_SET TASK A_: Reproduce the entire vacuum pump patent page below word for word, from its first line to its last.

-- Start of READING PASSAGE --

GB2595892A

GB2595892A - Vacuum pump

Info

Publication number: GB2595892A
Application number: GB2008768.0A
Authority: GB
Inventors: Jonathan Grant Nicolas; David Jones Peter; Charles Lamb Peter
Original assignee: Edwards Ltd
Current assignee: Edwards Ltd
Priority date: 2020-06-10
Filing date: 2020-06-10
Publication date: 2021-12-15
Also published as: GB202008768D0; WO2021250400A1

Abstract

Vacuum scroll pump (fig.1A) with a housing, a first element 26,30 connected with the housing providing a stator, a second element 28, 32 rotating relative to the first element having at least one pump element interacting with the stator to convey a gas. A seal 38, 40 arranged between the first element and the second element has a base element 42 with a contact surface 46 against the opposite element, where the contact surface is non-flat and becomes flat after first use (fig.3) as running in has caused bedding-in and abrasion of the seal. Preferably the seal is a tip seal seated in a groove of the wrap’s end wall on the scroll and having a contact surface with a feature such as a protrusion 48 adjacent to the opposite scroll’s base 50; the protrusion being rectangular, triangular, or a partial ellipse in cross-section. Preferably the seal is from 1-5mm in width D and the protrusion is less than 1mm, or less than 0.01mm in width W and the feature varies along the length of the seal. Benefit: because of the smaller contact area a harder seal material can be used but run-in period can be kept below 24h.

Description

VACUUM PUMP

The present invention relates to a vacuum pump and in particular to a scroll pump.

Known vacuum pumps comprise a housing having an inlet and an outlet wherein in the housing a first element is disposed connected to the housing and acting as a stator. Further, a second element is disposed in the housing rotating or orbiting relative to the first element, wherein the second element has at least one pump element interacting with the stator in order to convey a gaseous medium from the inlet to the outlet.

-- End of READING PASSAGE --
-- Start of RECORDS FOR THIS TASK --

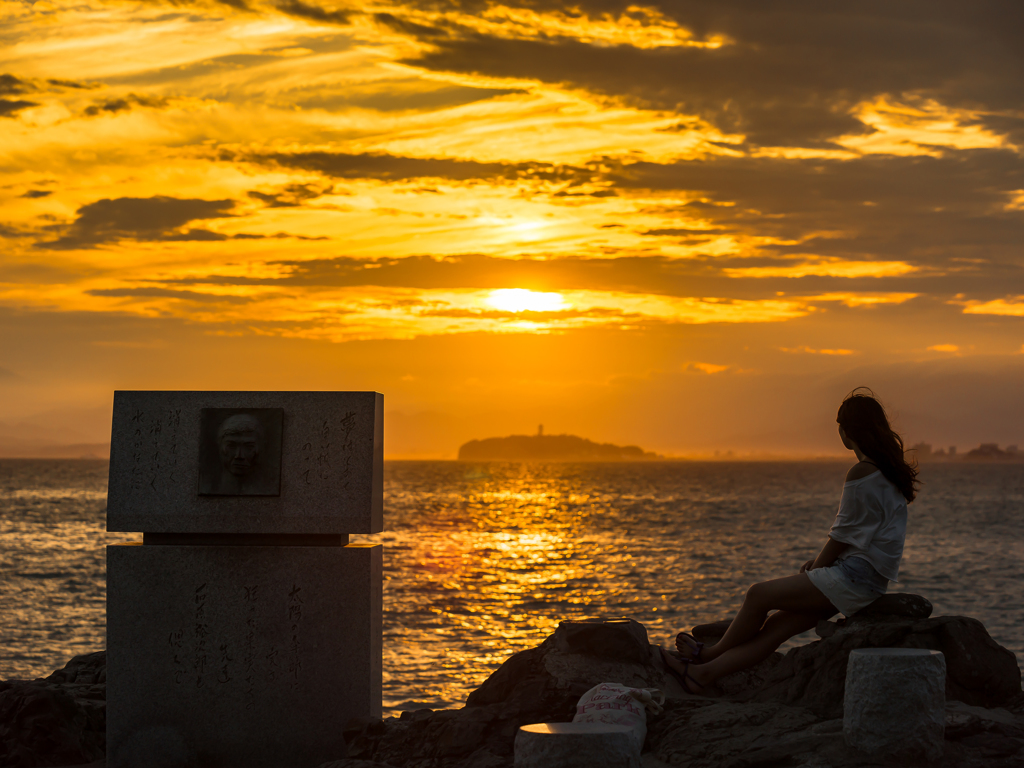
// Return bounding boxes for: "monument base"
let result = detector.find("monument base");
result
[106,545,383,768]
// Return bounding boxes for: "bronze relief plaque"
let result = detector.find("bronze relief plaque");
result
[199,408,285,496]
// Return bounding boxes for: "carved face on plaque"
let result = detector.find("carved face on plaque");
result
[199,408,284,496]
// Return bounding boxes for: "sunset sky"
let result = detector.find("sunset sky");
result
[0,0,1024,458]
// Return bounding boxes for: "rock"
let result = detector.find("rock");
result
[514,723,640,768]
[555,618,650,664]
[345,620,663,768]
[0,651,106,768]
[0,681,105,768]
[734,615,1021,718]
[43,650,106,685]
[843,648,946,762]
[690,618,732,645]
[645,698,836,768]
[851,592,932,620]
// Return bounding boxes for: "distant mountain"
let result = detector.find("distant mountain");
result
[459,434,662,462]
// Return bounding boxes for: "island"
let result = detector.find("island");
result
[459,425,663,462]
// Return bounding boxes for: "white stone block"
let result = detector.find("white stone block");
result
[515,723,640,768]
[843,648,946,762]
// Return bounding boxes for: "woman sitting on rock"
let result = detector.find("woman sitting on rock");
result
[662,387,918,693]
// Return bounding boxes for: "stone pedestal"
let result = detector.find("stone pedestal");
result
[515,723,640,768]
[106,545,383,768]
[843,648,946,762]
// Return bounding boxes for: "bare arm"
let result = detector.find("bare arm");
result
[800,539,850,573]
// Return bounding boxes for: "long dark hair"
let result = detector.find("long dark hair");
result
[836,387,920,503]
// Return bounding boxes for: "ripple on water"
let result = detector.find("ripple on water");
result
[0,461,1024,709]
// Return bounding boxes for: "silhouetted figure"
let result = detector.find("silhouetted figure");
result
[662,387,918,693]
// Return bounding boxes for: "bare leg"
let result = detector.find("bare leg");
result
[663,610,822,693]
[689,610,818,685]
[691,573,836,674]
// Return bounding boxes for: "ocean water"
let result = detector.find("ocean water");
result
[0,460,1024,712]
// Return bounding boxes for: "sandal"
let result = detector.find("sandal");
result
[676,632,703,664]
[658,646,705,696]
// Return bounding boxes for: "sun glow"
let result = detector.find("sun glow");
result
[487,288,568,312]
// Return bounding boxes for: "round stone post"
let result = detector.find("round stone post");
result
[843,648,946,761]
[515,723,640,768]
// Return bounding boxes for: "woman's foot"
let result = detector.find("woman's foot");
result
[658,647,705,696]
[676,632,703,664]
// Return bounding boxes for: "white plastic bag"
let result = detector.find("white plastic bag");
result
[572,683,665,752]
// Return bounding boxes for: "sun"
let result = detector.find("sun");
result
[486,288,566,312]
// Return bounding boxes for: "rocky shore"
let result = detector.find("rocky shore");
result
[0,595,1024,768]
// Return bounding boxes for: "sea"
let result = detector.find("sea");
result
[0,460,1024,714]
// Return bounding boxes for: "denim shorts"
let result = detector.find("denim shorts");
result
[806,557,889,616]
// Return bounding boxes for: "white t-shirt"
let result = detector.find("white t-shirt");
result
[828,470,906,582]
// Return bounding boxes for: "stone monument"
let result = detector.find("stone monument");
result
[106,391,383,768]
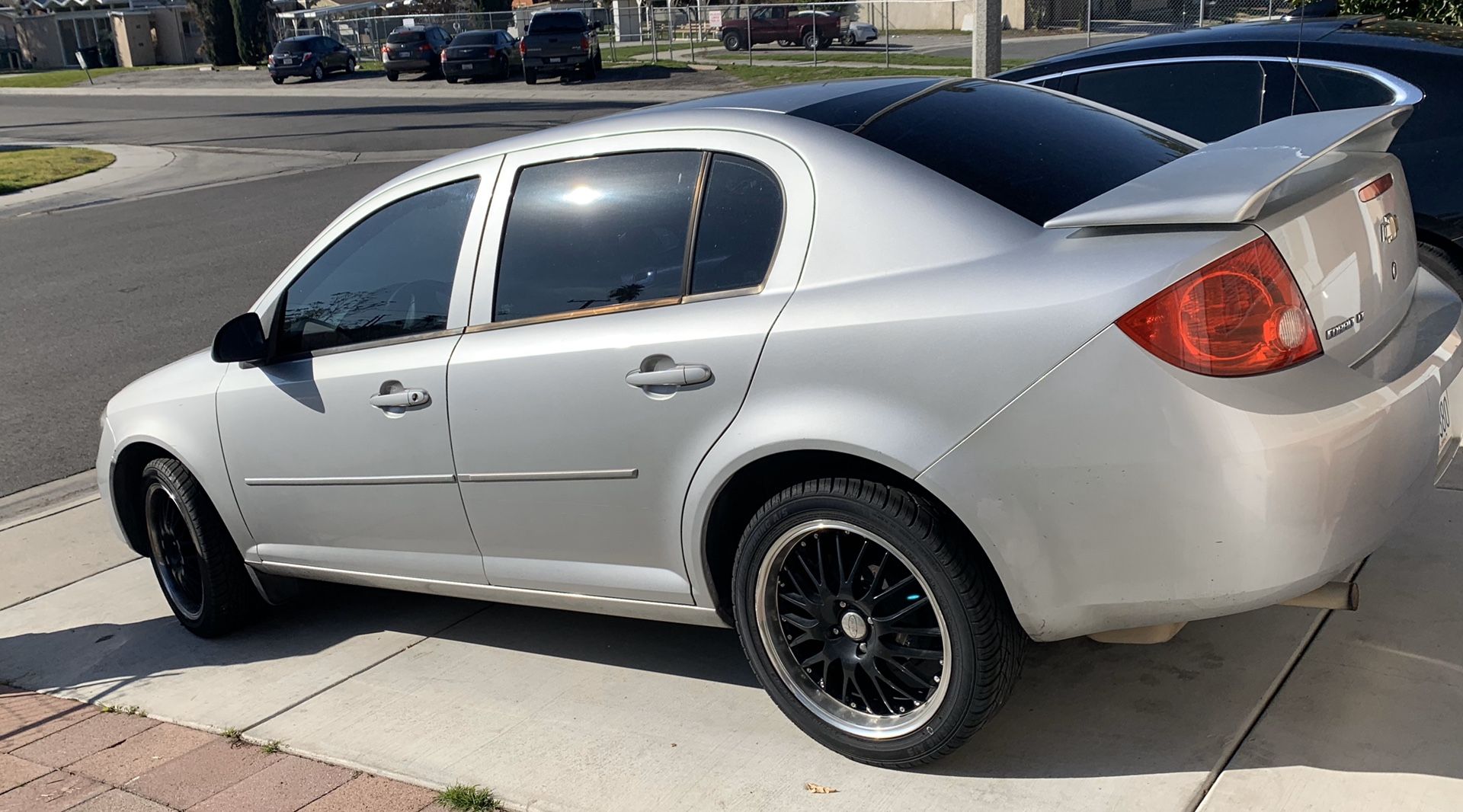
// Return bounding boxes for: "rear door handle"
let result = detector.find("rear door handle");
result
[625,364,711,386]
[370,389,431,408]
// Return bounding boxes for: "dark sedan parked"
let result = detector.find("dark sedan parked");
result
[999,18,1463,293]
[380,25,450,82]
[442,29,523,85]
[269,37,356,85]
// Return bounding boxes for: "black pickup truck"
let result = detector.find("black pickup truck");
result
[518,11,601,85]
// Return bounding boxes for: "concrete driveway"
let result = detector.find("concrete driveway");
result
[0,479,1463,812]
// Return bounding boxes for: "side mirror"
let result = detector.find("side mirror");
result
[212,313,267,364]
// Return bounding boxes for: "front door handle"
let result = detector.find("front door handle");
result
[370,389,431,408]
[625,364,711,386]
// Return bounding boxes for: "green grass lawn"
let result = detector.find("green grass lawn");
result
[0,146,117,194]
[0,66,165,88]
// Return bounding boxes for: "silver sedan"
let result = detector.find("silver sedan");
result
[97,78,1463,766]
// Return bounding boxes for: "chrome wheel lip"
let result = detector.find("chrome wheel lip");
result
[752,519,951,740]
[142,483,203,620]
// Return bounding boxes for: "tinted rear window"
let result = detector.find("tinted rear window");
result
[528,11,585,34]
[452,30,498,46]
[790,79,1194,222]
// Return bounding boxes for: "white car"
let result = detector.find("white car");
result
[97,76,1463,766]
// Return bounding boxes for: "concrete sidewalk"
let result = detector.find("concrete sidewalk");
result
[0,686,447,812]
[0,479,1463,812]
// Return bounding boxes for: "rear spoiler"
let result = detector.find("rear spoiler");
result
[1045,104,1412,229]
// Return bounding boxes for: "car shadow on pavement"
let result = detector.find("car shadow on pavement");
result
[0,574,1463,778]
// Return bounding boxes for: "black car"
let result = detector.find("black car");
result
[999,16,1463,285]
[269,37,356,85]
[442,29,523,85]
[518,11,603,85]
[380,25,450,82]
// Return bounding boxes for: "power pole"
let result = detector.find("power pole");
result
[970,0,1000,79]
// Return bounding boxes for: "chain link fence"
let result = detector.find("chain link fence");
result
[275,0,1292,73]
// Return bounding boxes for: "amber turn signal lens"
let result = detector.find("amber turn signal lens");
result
[1118,237,1321,378]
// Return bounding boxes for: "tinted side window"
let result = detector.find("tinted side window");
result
[493,152,701,322]
[1301,65,1397,110]
[1072,62,1264,140]
[690,155,783,294]
[277,178,477,356]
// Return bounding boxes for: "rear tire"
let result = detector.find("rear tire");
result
[1417,243,1463,296]
[732,478,1026,768]
[139,456,262,638]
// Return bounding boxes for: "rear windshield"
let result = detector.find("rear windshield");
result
[452,30,498,46]
[790,79,1194,224]
[528,11,587,34]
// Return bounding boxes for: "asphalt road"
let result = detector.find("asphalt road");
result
[0,88,632,496]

-- End of RECORDS FOR THIS TASK --

_SET TASK B_: Select every line of the records that contains the string "power". Case counts.

_FULL ANSWER A_:
GB2595892A

GB2595892A - Vacuum pump

Info

Publication number: GB2595892A
Application number: GB2008768.0A
Authority: GB
Inventors: Jonathan Grant Nicolas; David Jones Peter; Charles Lamb Peter
Original assignee: Edwards Ltd
Current assignee: Edwards Ltd
Priority date: 2020-06-10
Filing date: 2020-06-10
Publication date: 2021-12-15
Also published as: GB202008768D0; WO2021250400A1

Abstract

Vacuum scroll pump (fig.1A) with a housing, a first element 26,30 connected with the housing providing a stator, a second element 28, 32 rotating relative to the first element having at least one pump element interacting with the stator to convey a gas. A seal 38, 40 arranged between the first element and the second element has a base element 42 with a contact surface 46 against the opposite element, where the contact surface is non-flat and becomes flat after first use (fig.3) as running in has caused bedding-in and abrasion of the seal. Preferably the seal is a tip seal seated in a groove of the wrap’s end wall on the scroll and having a contact surface with a feature such as a protrusion 48 adjacent to the opposite scroll’s base 50; the protrusion being rectangular, triangular, or a partial ellipse in cross-section. Preferably the seal is from 1-5mm in width D and the protrusion is less than 1mm, or less than 0.01mm in width W and the feature varies along the length of the seal. Benefit: because of the smaller contact area a harder seal material can be used but run-in period can be kept below 24h.

Description

VACUUM PUMP

The present invention relates to a vacuum pump and in particular to a scroll pump.

Known vacuum pumps comprise a housing having an inlet and an outlet wherein in the housing a first element is disposed connected to the housing and acting as a stator. Further, a second element is disposed in the housing rotating or orbiting relative to the first element, wherein the second element has at least one pump element interacting with the stator in order to convey a gaseous medium from the inlet to the outlet.

_FULL ANSWER B_:
// Return bounding boxes for: "power pole"
let result = detector.find("power pole");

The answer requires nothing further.